SUPPLIED MATERIAL: Begin

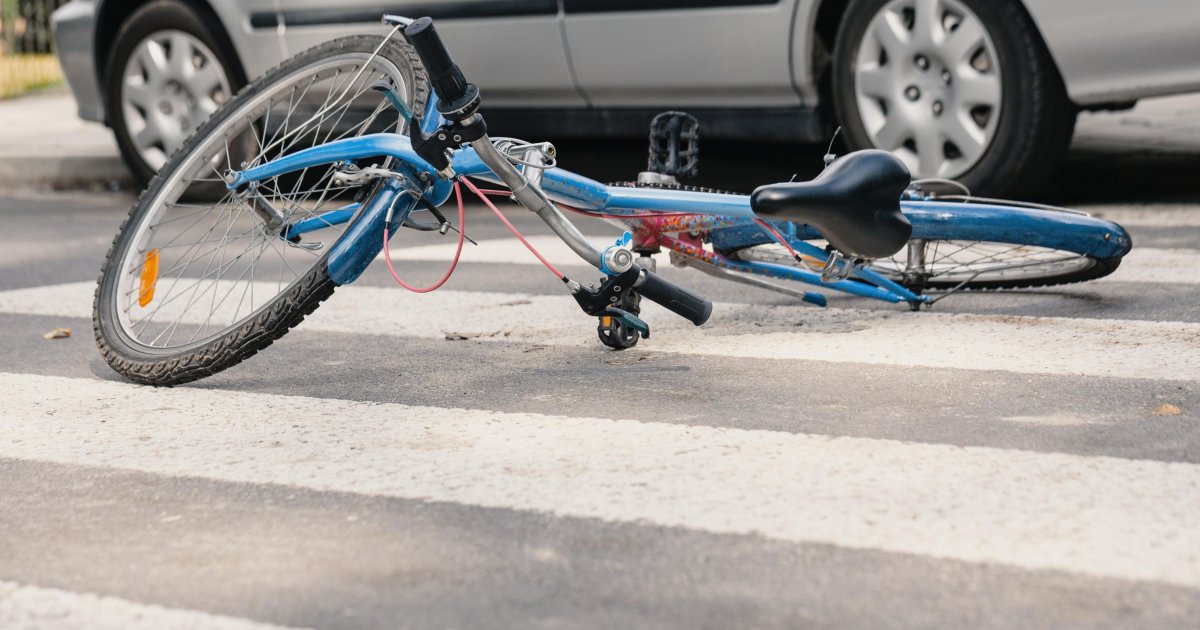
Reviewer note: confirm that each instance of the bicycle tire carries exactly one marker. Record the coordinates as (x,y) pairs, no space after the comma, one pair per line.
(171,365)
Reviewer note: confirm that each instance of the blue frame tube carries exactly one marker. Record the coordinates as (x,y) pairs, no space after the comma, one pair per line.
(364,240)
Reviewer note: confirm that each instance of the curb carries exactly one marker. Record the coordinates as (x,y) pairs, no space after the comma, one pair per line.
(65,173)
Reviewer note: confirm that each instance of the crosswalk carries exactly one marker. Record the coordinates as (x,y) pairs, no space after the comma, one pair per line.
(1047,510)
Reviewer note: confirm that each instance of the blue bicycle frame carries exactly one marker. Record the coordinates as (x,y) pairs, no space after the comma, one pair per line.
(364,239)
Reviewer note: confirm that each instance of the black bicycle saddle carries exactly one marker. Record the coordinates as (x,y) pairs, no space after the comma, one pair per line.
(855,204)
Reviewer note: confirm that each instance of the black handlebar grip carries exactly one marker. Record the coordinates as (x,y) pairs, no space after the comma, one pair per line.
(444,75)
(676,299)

SUPPLIED MATERIAL: End

**TO DO**
Return every entry above exactly as written, minus the pictures.

**RESPONSE FOR THIS EXERCISE**
Reviewer note: confirm that each instance of the bicycle tire carries exactly one marker. Record the coordinates as (x,y) pairs, no space after the comma, one pair per line.
(171,365)
Reviewer note: confirm that each instance of the blue frame tube carries exactly one marker. Record the coordinates as (x,y) pairs, no space after the comma, one pair per line.
(364,240)
Reviewer note: confirm that each instance of the curb carries exactly one marker. Record the coordinates as (x,y) pairs, no space after the comma, one pair per line.
(65,173)
Reviewer note: confirm that each instance of the crosswalk carries exactly one marker. Record the coordinates as (x,y) pairs, no space after the comma, one pair per line.
(1047,510)
Reviewer note: confirm that each instance of the blue bicycle frame carries exactly one marker. Record the coordinates as (x,y) pairs, no space after the comma, one pair per line.
(364,239)
Reviewer note: confirm that each instance of the black bicycle saddle carries exactly one marker. Record the coordinates as (x,y) pairs, no space after the comma, one pair per line.
(855,204)
Reviewer note: confirm that each instance of the black handlebar grip carries exactly one marker. Record the coordinates as (x,y) pairs, no space after the comma, one pair per line.
(444,75)
(676,299)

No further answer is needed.